** SOURCE EXTRACT follows **

According to Miles, this will allow stroke patients to receive “the rapid, tailored response they need to survive, recover and thrive”.
Why, though, has it taken so long for this potentially very important step forward to be adopted?
Why apparently did no government department or minister notice the catastrophic slide in ambulance amber response times in, for example, the nine years to 2024?
Why did no-one at Welsh government level act effectively to halt what has been a disastrous decline - from average response times of just over 11 minutes in 2015 to nearly two hours in 2024?
Why, specifically, was Eluned Morgan, health minister for three years from 2021, seemingly blind to this catastrophic worsening? Didn’t she notice what was going on, or did she simply fail to do anything effective to stop the rot?
What about her predecessors during the period in question - Mark Drakeford and Vaughan Gething? The evidence of government-level supervised neglect of stroke victims seems irresistible in their cases too.
And yet with every notch that average amber response times grew, so inevitably did the prospect for patients of long-term damage to speech, movement, brain function.
Last month, Jack Goodchild, who lives in Rhydyfelin, near Aberystwyth, told the Cambrian News his father had a stroke and waited two-and-a-half hours for an ambulance. In the end, he in desperation drove him to Bronglais Hospital in the back of a van. Without his intervention, the hospital told him, his father “would almost certainly have lost the ability to walk or talk.”

** End of SOURCE EXTRACT **

TASK PROMPT >> Write down each person named in the ambulance response passage above, in the order they first appear.

** RECORDED DATA follows **

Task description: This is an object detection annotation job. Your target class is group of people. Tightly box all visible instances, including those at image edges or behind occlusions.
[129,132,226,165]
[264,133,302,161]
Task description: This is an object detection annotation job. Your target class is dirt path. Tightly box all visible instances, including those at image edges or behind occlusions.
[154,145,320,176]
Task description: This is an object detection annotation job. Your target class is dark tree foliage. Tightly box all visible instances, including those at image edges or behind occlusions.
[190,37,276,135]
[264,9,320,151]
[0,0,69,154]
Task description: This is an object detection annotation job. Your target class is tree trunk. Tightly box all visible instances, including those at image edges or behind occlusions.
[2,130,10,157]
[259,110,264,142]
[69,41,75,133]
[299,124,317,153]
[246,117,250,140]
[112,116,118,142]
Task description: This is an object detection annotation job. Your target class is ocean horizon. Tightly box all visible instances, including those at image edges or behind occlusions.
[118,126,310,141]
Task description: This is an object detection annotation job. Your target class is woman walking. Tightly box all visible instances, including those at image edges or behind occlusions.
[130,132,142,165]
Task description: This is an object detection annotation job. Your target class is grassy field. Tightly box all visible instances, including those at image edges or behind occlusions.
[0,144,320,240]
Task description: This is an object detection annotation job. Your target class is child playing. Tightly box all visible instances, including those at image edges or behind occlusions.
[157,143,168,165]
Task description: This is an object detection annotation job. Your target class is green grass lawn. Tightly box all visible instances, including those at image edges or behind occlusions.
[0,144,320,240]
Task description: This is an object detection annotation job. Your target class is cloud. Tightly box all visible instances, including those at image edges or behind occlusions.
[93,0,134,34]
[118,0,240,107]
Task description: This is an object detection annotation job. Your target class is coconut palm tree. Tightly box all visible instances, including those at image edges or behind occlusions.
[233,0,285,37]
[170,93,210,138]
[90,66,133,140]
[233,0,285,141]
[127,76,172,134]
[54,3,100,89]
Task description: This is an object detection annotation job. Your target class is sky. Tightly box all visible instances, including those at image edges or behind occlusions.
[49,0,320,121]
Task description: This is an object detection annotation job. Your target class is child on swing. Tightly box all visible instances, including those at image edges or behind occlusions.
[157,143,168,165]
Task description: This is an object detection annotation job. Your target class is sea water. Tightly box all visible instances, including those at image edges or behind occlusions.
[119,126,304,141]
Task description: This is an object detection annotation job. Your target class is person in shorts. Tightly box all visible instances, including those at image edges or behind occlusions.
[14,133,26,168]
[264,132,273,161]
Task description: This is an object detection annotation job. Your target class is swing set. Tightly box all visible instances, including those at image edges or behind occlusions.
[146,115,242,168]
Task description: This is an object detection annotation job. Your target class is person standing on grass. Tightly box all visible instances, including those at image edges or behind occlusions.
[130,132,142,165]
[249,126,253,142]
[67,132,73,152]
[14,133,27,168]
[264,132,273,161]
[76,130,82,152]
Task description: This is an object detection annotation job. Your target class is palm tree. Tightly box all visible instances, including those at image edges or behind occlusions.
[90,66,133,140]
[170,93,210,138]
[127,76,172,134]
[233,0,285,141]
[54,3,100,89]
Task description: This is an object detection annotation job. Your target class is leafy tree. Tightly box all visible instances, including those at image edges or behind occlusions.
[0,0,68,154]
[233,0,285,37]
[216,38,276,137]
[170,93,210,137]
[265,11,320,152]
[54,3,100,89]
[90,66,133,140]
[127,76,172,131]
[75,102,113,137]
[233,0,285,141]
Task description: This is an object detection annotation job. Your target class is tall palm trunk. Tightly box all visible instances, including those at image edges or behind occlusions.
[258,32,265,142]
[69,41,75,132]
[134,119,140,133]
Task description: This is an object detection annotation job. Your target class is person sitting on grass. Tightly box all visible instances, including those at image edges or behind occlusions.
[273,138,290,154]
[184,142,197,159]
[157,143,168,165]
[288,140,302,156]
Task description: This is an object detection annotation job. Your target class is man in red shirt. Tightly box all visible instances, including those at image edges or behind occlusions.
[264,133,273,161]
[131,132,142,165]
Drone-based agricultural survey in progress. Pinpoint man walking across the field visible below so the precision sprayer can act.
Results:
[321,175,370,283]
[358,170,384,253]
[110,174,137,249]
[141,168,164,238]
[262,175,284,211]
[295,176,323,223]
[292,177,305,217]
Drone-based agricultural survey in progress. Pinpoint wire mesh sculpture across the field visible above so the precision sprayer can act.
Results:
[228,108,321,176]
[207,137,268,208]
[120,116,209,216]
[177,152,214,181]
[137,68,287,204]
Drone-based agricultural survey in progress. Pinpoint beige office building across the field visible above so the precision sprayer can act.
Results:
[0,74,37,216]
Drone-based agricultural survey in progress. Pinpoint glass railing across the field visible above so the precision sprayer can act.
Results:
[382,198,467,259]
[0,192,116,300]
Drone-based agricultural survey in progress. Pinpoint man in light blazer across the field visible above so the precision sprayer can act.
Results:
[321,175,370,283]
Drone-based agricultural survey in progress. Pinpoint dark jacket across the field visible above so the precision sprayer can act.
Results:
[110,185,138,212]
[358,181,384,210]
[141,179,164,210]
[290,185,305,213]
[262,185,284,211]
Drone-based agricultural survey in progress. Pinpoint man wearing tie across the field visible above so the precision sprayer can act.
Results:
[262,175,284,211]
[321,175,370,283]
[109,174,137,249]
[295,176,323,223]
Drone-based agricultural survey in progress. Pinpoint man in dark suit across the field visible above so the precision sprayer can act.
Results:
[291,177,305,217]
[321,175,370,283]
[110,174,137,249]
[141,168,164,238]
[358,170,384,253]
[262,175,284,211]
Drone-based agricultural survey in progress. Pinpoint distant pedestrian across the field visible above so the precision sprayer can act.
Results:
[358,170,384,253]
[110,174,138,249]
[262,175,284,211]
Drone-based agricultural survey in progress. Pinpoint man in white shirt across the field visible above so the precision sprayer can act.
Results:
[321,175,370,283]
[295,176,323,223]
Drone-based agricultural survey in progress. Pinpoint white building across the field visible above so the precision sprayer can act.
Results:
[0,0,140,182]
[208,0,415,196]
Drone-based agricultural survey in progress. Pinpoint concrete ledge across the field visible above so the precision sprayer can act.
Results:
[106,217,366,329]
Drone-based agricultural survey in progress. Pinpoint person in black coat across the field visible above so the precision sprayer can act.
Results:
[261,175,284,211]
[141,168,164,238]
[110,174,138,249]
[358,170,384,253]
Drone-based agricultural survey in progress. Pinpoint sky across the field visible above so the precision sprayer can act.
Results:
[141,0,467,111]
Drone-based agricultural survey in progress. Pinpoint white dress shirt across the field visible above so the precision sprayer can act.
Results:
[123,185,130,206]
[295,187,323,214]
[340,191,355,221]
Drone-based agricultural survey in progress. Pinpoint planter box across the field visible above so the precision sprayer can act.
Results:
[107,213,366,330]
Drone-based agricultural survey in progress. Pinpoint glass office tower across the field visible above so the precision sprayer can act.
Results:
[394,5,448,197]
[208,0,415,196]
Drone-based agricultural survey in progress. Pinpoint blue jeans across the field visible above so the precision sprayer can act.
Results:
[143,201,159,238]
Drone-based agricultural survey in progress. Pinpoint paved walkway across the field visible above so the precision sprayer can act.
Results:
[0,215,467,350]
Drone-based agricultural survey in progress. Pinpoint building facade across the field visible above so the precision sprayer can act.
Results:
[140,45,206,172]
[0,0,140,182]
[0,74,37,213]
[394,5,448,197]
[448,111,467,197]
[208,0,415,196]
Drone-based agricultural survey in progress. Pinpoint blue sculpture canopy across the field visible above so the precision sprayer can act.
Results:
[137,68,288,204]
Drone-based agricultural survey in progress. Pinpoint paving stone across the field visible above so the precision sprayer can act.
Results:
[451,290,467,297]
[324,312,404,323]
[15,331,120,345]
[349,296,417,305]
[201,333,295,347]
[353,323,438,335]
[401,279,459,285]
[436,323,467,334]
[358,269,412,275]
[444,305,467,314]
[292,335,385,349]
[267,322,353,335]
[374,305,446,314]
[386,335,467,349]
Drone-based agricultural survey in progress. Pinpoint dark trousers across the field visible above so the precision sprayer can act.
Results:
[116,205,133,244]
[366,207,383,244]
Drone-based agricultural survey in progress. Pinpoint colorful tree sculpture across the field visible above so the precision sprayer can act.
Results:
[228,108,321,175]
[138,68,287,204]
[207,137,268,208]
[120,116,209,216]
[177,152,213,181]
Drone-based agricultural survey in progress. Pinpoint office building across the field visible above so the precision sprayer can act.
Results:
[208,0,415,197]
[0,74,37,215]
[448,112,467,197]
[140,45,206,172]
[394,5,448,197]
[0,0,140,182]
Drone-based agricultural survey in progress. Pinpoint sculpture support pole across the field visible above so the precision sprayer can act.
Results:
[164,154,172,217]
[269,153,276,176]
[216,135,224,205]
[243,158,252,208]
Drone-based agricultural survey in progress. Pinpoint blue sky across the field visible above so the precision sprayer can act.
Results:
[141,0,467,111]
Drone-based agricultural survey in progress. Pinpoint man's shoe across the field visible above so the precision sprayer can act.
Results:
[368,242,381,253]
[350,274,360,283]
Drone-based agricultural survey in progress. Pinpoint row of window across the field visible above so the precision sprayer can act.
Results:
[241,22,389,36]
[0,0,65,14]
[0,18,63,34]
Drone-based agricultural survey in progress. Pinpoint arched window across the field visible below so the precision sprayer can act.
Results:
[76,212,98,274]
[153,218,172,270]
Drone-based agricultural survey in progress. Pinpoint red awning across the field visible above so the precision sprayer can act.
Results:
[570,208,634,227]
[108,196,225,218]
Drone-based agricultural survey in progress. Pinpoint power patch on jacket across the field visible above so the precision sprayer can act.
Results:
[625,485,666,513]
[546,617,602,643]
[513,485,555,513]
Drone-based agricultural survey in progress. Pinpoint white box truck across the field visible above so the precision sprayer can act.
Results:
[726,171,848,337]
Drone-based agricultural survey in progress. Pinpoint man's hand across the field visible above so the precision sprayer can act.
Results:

** End of RECORDED DATA **

RESULT OF THIS TASK >> Miles, Eluned Morgan, Mark Drakeford, Vaughan Gething, Jack Goodchild